WORK REQUEST: Your answer must consist solely of the line containing "For practice, label the boy's face" and each line after it through the end of the data, copied exactly.
╔══
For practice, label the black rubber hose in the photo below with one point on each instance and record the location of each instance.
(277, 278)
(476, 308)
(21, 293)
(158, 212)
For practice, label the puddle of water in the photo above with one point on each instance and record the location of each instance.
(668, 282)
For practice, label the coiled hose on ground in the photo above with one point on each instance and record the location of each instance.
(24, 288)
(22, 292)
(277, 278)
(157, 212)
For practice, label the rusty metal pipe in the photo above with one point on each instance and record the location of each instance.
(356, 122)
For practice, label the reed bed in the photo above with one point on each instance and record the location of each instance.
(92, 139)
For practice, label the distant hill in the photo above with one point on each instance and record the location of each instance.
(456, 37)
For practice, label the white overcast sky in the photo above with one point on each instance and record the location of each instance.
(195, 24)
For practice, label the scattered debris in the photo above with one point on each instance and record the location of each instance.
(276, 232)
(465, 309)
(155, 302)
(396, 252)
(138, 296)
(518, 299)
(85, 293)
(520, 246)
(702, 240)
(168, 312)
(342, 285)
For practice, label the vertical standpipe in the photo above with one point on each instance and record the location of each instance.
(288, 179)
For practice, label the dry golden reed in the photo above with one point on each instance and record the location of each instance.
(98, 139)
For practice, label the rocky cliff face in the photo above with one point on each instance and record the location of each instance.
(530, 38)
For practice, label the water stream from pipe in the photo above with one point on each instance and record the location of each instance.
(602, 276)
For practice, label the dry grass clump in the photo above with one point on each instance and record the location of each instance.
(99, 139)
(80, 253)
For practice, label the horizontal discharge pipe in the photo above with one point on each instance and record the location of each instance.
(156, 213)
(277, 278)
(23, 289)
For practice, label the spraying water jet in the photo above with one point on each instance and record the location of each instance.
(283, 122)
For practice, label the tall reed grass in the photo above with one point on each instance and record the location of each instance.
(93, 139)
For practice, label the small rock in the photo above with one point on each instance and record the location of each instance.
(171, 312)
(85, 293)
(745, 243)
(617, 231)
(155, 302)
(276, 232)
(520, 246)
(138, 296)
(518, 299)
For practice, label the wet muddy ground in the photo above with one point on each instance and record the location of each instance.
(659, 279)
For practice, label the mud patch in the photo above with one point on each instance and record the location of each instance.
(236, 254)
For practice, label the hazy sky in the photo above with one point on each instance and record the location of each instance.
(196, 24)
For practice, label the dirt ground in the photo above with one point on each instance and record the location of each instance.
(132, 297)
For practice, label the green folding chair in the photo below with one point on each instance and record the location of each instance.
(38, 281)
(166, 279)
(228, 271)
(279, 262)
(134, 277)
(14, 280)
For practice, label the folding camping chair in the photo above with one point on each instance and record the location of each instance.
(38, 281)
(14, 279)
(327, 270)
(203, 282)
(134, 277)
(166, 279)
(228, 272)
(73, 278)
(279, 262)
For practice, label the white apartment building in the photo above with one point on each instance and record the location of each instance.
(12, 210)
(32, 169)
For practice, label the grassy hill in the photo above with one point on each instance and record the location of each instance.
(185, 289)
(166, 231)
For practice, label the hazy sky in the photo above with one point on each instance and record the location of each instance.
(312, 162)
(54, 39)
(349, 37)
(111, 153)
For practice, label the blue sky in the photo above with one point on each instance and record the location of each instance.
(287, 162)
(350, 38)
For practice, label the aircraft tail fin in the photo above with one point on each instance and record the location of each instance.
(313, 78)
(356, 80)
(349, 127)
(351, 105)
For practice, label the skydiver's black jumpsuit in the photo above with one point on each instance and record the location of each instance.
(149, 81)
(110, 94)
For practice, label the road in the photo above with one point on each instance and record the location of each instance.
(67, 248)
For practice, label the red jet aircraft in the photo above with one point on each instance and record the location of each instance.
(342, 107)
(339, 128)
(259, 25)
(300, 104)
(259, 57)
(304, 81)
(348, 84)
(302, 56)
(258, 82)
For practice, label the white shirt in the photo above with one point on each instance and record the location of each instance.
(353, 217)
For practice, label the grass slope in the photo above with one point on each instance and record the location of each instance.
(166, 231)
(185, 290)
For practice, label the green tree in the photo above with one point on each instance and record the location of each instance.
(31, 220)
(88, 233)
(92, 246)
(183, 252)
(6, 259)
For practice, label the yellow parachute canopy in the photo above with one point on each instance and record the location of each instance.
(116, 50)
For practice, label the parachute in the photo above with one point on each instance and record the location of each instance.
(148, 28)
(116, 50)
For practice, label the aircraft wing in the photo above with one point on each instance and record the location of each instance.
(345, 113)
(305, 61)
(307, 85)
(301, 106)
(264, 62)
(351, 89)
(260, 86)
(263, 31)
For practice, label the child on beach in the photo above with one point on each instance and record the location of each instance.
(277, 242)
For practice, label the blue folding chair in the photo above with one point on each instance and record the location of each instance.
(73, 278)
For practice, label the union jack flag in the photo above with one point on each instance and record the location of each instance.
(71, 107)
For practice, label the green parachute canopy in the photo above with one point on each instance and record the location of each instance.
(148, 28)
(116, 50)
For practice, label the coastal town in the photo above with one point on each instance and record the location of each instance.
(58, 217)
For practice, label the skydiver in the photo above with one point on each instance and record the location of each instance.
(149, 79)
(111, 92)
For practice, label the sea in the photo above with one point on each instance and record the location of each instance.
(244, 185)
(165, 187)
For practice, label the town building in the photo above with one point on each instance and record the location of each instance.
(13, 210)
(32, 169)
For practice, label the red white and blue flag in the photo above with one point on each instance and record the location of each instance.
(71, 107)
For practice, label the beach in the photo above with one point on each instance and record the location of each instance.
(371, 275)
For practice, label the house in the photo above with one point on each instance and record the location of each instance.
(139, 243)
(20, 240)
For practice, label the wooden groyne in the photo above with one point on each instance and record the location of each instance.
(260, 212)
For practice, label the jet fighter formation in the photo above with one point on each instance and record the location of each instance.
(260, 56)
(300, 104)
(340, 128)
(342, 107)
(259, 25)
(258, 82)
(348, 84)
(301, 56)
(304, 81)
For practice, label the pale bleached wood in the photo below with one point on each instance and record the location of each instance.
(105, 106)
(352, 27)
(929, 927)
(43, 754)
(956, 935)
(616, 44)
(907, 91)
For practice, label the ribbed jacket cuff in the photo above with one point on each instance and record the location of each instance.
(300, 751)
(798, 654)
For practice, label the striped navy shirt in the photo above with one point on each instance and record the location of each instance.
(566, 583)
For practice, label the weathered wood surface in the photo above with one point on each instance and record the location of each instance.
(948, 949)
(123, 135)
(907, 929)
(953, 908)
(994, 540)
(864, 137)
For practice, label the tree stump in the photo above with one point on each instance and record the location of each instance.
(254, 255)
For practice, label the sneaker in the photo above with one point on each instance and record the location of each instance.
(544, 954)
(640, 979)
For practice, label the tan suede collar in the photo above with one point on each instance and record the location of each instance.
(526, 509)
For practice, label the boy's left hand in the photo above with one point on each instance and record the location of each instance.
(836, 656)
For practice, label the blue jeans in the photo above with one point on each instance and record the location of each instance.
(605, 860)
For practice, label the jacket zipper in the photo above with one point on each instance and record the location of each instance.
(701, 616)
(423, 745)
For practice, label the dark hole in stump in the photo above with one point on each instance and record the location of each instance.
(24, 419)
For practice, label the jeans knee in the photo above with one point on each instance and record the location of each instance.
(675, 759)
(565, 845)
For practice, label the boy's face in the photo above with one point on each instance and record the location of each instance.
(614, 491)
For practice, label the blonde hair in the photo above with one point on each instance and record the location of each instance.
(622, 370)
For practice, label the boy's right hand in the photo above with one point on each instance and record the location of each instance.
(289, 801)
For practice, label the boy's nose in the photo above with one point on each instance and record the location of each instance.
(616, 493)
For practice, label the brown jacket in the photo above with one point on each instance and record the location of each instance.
╚══
EXERCISE RESULT:
For practice, label the boy's face in the photo above with one point on each instance and record the location of each instance.
(614, 491)
For practice, label the blonde hair in the photo above with one point on each instance and record the location of each instance.
(622, 370)
For practice, label the boy's right hand in the photo above with one point on each instance and record the location of each instance.
(289, 801)
For practice, label the boy's nose in the photo above with one point on each instance and record the location of each instance.
(616, 493)
For practice, label the brown jacket in the photo above with one point on each instance and record the location of each instance.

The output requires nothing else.